# Schriftliche Aufgabe 1:
Wozu sollen die verarbeiteten Materialien laut dem Text über die Hamburger Architekten mit ihrer Farbigkeit und Oberfläche beitragen? Antworte in ein bis drei Sätzen.
# Schriftliche Aufgabe 2:
Schreib den Text über die Hamburger Architekten nach seinem letzten Satz weiter.

# Angezeigter Text:
..............................

Zwei Hamburger Architekten planen Häuser mit Säulen und Sprossen und interpretieren dabei die Baukunst der Vergangenheit neu.

Auf den ersten Blick denkt man, man befindet sich im ländlichen Frankreich oder im Süden von England. Dabei befinden sich die Häuser mit ihrer klassischen Bauweise mit Ziegelmauerwerk und Säulenelementen in Hamburg und unterscheiden sich damit deutlich von vielen anderen Gebäuden der Stadt mit ihren kühlen Konstruktionen aus Glas und Stahl.

Für den Hamburger Architekten Fridtjof M. Herzog ( www.architekt-herzog.de ) steht eine begreifbare und gut proportionierte Bauweise im Vordergrund seiner Entwürfe. In ihrer Farbigkeit und Oberfläche sollen die verarbeiteten Materialien auch eine Verbindung zur Natur herstellen - zum gewachsenen Umfeld des Grundstückes. Ein wichtiger Aspekt für den Hamburger Planer, der in den attraktiven Alt- und Neubauten an Elbe und Alster auch einen Grund für die Schönheit des Stadtbildes sieht.

..............................

# Angezeigte Einträge:
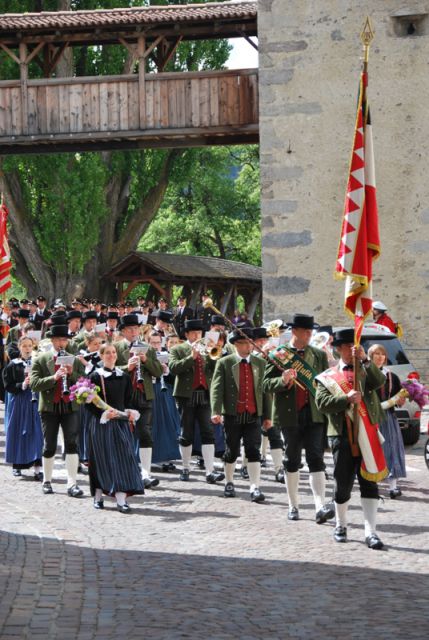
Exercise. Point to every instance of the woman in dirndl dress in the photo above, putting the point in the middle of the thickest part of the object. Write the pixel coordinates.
(393, 445)
(24, 437)
(113, 468)
(90, 358)
(165, 416)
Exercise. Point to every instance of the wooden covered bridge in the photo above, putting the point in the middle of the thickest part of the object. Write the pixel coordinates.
(224, 279)
(41, 112)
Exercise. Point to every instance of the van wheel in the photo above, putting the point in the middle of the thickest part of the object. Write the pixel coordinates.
(411, 434)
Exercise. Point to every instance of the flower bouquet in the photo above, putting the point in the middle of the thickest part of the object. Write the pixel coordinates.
(85, 391)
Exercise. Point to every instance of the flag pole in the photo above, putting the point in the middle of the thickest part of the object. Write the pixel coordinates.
(366, 36)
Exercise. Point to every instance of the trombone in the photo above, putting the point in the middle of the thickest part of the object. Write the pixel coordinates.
(208, 304)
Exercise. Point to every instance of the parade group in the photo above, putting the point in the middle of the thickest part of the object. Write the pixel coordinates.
(137, 387)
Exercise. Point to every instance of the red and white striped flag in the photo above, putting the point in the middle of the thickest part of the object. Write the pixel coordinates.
(5, 262)
(359, 243)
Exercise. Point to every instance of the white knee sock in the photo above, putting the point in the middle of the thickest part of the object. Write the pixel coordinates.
(254, 469)
(317, 484)
(72, 463)
(48, 467)
(207, 451)
(229, 471)
(186, 453)
(120, 498)
(277, 456)
(292, 482)
(146, 461)
(264, 446)
(341, 514)
(369, 508)
(393, 483)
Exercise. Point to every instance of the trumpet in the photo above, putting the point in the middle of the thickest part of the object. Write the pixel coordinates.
(208, 304)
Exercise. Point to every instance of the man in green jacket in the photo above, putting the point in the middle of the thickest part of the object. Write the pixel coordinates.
(194, 371)
(53, 381)
(294, 409)
(237, 395)
(336, 397)
(141, 367)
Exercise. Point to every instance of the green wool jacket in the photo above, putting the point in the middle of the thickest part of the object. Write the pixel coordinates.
(42, 379)
(181, 365)
(152, 368)
(370, 379)
(224, 389)
(284, 400)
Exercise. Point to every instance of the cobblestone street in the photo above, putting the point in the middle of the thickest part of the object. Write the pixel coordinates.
(189, 563)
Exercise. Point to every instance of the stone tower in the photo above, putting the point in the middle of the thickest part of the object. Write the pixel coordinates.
(310, 61)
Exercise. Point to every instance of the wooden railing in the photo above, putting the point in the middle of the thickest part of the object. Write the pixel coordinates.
(93, 105)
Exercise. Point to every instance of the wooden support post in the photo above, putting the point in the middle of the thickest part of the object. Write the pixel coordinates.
(141, 46)
(23, 68)
(254, 303)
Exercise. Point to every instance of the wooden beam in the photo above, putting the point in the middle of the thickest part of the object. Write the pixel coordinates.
(141, 46)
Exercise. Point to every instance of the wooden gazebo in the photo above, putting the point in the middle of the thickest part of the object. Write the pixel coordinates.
(225, 279)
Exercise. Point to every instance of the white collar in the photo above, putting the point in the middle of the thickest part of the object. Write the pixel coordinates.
(106, 374)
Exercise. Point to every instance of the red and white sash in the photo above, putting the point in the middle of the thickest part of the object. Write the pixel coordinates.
(369, 438)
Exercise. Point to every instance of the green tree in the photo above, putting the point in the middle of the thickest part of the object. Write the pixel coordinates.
(73, 215)
(213, 208)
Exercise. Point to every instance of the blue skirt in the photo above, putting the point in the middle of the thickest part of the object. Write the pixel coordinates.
(393, 446)
(112, 462)
(24, 437)
(85, 418)
(165, 425)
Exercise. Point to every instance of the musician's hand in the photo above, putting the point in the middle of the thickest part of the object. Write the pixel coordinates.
(288, 377)
(354, 397)
(132, 363)
(359, 352)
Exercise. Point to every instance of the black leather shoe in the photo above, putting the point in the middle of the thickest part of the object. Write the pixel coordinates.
(280, 476)
(257, 496)
(74, 491)
(184, 475)
(340, 534)
(325, 513)
(244, 473)
(150, 483)
(47, 488)
(229, 491)
(123, 508)
(395, 493)
(374, 542)
(293, 514)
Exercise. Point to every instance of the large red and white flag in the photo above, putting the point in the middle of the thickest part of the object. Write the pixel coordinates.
(5, 262)
(359, 243)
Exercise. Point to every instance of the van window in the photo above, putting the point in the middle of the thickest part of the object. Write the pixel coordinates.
(395, 352)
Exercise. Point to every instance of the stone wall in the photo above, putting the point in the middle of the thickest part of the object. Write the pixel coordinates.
(310, 61)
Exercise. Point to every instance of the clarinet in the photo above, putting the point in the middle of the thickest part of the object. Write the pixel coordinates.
(64, 390)
(28, 371)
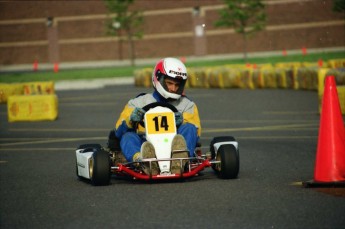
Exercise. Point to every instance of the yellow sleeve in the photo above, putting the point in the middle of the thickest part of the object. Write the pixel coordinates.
(193, 118)
(124, 116)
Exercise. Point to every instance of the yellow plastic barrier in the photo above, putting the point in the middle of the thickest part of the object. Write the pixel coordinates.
(32, 107)
(7, 90)
(39, 88)
(336, 63)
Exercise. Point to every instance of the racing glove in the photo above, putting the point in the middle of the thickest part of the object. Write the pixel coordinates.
(137, 115)
(178, 118)
(136, 157)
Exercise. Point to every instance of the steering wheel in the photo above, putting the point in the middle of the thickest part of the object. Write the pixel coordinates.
(157, 104)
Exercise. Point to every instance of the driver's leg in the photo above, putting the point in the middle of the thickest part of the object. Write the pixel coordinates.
(130, 144)
(189, 132)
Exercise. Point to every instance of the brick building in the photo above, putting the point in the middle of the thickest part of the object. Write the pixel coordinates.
(74, 31)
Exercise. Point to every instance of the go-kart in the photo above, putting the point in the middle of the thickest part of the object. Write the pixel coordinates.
(97, 164)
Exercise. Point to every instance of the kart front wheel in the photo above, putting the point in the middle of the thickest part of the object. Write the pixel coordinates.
(99, 168)
(229, 162)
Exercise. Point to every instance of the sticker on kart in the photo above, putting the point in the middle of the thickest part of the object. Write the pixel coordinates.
(160, 123)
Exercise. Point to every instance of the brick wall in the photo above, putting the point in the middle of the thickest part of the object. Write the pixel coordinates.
(168, 30)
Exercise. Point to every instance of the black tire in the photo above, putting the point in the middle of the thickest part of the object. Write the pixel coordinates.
(99, 168)
(213, 153)
(88, 146)
(229, 162)
(219, 139)
(76, 170)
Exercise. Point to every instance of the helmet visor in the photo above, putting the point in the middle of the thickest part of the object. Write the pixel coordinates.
(171, 84)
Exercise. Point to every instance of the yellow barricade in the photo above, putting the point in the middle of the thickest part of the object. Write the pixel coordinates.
(39, 88)
(32, 107)
(336, 63)
(7, 90)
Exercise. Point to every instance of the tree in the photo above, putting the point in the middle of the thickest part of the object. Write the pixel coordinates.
(339, 5)
(120, 21)
(245, 16)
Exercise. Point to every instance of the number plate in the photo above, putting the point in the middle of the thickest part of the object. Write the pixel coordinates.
(160, 123)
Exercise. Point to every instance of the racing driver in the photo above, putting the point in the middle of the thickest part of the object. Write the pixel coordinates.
(168, 78)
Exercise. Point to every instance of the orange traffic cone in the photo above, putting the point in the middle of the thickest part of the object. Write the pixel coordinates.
(56, 67)
(330, 156)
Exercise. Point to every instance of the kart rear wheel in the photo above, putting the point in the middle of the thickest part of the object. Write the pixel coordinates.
(99, 168)
(229, 162)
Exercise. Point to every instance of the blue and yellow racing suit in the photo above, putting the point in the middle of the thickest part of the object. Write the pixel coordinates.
(131, 141)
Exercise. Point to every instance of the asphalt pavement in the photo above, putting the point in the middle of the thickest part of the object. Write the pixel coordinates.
(277, 131)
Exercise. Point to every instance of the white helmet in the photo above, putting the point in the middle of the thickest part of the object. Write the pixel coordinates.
(169, 68)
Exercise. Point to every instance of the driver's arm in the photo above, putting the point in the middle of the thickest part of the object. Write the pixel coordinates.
(124, 124)
(191, 115)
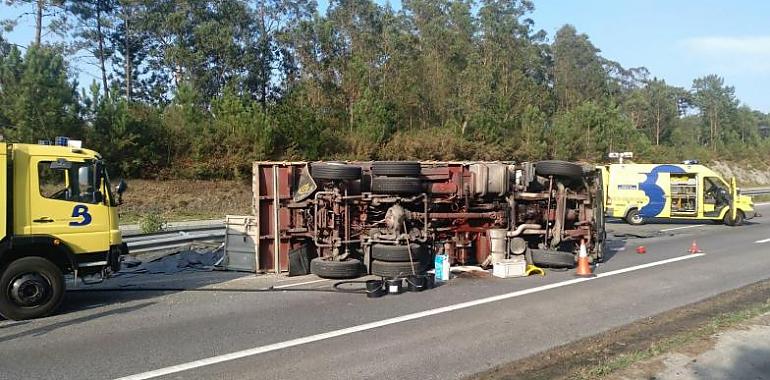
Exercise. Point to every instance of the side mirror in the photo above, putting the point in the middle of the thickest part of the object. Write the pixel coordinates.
(121, 188)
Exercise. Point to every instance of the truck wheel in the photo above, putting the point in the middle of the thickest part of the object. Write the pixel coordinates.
(386, 252)
(32, 287)
(739, 218)
(558, 168)
(397, 185)
(396, 168)
(335, 171)
(350, 268)
(553, 259)
(634, 218)
(395, 269)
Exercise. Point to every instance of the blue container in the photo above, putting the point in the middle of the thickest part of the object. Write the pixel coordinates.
(442, 268)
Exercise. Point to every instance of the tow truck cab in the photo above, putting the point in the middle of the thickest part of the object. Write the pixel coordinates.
(638, 192)
(58, 215)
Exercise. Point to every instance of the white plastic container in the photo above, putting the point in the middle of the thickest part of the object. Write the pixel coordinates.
(508, 268)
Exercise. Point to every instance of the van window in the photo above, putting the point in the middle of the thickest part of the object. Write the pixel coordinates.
(715, 191)
(75, 183)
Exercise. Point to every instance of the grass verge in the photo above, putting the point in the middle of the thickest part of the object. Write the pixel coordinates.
(616, 349)
(715, 325)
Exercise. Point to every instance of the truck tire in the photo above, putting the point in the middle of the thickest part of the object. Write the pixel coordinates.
(350, 268)
(739, 218)
(335, 171)
(395, 269)
(634, 218)
(397, 185)
(558, 169)
(553, 259)
(396, 168)
(391, 253)
(32, 287)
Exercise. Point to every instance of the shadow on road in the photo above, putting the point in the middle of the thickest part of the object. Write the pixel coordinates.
(58, 325)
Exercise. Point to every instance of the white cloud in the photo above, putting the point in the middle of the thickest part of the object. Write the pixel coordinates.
(743, 47)
(731, 56)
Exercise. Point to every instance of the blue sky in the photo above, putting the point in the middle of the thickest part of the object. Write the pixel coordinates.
(676, 40)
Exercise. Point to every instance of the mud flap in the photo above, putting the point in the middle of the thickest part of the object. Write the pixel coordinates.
(299, 260)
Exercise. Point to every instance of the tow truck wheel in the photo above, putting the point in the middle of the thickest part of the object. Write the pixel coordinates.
(634, 218)
(739, 218)
(396, 269)
(335, 171)
(552, 259)
(558, 168)
(32, 287)
(350, 268)
(395, 253)
(396, 168)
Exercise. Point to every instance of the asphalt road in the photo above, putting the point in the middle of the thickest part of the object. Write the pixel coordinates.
(303, 329)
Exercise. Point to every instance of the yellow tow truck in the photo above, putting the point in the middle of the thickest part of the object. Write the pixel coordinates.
(638, 192)
(58, 217)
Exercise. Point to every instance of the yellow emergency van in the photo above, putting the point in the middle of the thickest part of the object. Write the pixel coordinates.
(58, 215)
(638, 192)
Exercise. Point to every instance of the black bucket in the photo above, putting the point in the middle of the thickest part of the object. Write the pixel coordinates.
(416, 283)
(430, 280)
(394, 285)
(375, 289)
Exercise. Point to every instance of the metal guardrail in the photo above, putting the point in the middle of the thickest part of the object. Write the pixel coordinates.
(756, 191)
(173, 239)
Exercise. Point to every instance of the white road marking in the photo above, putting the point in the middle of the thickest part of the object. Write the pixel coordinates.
(298, 284)
(385, 322)
(681, 228)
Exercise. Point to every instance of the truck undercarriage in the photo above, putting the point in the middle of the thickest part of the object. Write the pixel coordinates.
(389, 218)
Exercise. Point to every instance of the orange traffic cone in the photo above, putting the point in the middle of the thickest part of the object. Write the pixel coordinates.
(694, 248)
(584, 268)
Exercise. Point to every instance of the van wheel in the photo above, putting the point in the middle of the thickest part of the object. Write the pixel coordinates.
(739, 218)
(32, 287)
(634, 218)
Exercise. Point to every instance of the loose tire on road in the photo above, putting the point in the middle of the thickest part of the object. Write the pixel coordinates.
(350, 268)
(397, 185)
(739, 219)
(634, 218)
(553, 259)
(333, 171)
(396, 168)
(38, 282)
(558, 169)
(396, 269)
(391, 253)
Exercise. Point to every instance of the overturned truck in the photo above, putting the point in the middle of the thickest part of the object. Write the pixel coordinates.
(389, 218)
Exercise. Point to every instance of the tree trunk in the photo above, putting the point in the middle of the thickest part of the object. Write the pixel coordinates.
(127, 53)
(657, 127)
(100, 36)
(39, 21)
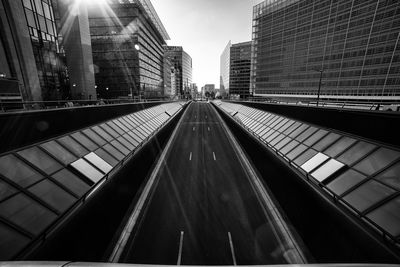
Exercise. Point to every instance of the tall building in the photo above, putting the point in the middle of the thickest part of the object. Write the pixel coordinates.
(74, 36)
(224, 68)
(127, 42)
(167, 78)
(352, 45)
(182, 67)
(239, 69)
(30, 49)
(46, 48)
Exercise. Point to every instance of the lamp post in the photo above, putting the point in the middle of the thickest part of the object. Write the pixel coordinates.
(319, 85)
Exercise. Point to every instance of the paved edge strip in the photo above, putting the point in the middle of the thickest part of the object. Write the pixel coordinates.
(128, 229)
(296, 256)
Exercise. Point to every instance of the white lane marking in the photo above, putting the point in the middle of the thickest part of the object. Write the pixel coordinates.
(232, 249)
(180, 249)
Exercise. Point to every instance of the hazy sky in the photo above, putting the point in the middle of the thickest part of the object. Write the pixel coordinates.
(203, 28)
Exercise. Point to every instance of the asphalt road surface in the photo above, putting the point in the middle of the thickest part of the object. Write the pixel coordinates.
(203, 210)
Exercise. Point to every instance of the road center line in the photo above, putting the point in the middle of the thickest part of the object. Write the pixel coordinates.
(232, 249)
(180, 249)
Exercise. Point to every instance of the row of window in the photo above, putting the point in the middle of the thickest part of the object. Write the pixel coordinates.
(362, 175)
(40, 183)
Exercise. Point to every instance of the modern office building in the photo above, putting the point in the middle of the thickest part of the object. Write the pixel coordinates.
(182, 65)
(167, 78)
(46, 48)
(127, 42)
(224, 68)
(74, 37)
(239, 69)
(353, 46)
(30, 52)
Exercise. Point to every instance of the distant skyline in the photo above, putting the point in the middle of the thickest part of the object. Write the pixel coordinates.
(203, 28)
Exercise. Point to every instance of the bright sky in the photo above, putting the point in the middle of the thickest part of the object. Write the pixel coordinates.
(204, 28)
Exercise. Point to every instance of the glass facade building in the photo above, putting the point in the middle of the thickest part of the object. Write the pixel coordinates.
(224, 68)
(182, 68)
(50, 60)
(127, 49)
(239, 69)
(352, 44)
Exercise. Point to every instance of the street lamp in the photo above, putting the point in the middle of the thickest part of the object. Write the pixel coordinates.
(319, 85)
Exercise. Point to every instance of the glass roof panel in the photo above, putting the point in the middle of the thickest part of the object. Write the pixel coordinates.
(388, 216)
(283, 143)
(277, 139)
(377, 160)
(298, 130)
(286, 125)
(126, 143)
(296, 151)
(122, 124)
(314, 162)
(71, 182)
(391, 176)
(367, 195)
(98, 162)
(356, 152)
(87, 170)
(346, 181)
(11, 241)
(307, 133)
(109, 130)
(289, 147)
(95, 137)
(292, 128)
(26, 213)
(114, 152)
(53, 195)
(17, 171)
(85, 141)
(308, 154)
(40, 159)
(338, 147)
(102, 133)
(120, 147)
(6, 190)
(107, 157)
(115, 127)
(135, 135)
(59, 152)
(315, 137)
(131, 140)
(326, 141)
(327, 170)
(73, 146)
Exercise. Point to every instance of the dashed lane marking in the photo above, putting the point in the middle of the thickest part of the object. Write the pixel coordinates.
(232, 248)
(180, 249)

..............................

# Endergebnis 1:
Die Materialien sollen mit ihrer Farbigkeit und Oberfläche eine Verbindung zur Natur herstellen, also zum gewachsenen Umfeld des Grundstücks. Für den Hamburger Planer ist das ein wichtiger Aspekt.

# Endergebnis 2:
Bei seinen Entwürfen setzt Herzog gezielt klassische Ornamente wie zum Beispiel den Pinienzapfen oder die napoleonische Lilie ein - Dekore, die er aber auch verfremdet. "Bei einem Bau mit hellen Ziegeln und Holzsäulen im ersten Stock haben wir zum Beispiel eine Musterwand gebaut, um die Fugenfarbe sowie die Farbe und Struktur des Steins zu bestimmen - direkt auf dem Grundstück, mit dem reellen Lichteinfall und dem Schattenspiel der Bäume", sagt Herzog. Eine Arbeitsweise, die schon der berühmte italienische Baumeister der Renaissance Andrea Palladio (1508-1580) einsetzte.

Seine Liebe für klassische Details hat Herzog unter anderem auch durch die Mitarbeit im Hamburger Büro des Architekten Cäsar Pinnau (1906-1988) entwickelt. "Anregungen finde ich aber auch auf meinen Reisen oder auf Messen wie zum Beispiel der 'Maison et Object' in Paris", sagt Herzog. Außerdem würden natürlich auch viele seiner Kunden mit ihren Vorgaben und Ideen die Bauentwicklung begleiten.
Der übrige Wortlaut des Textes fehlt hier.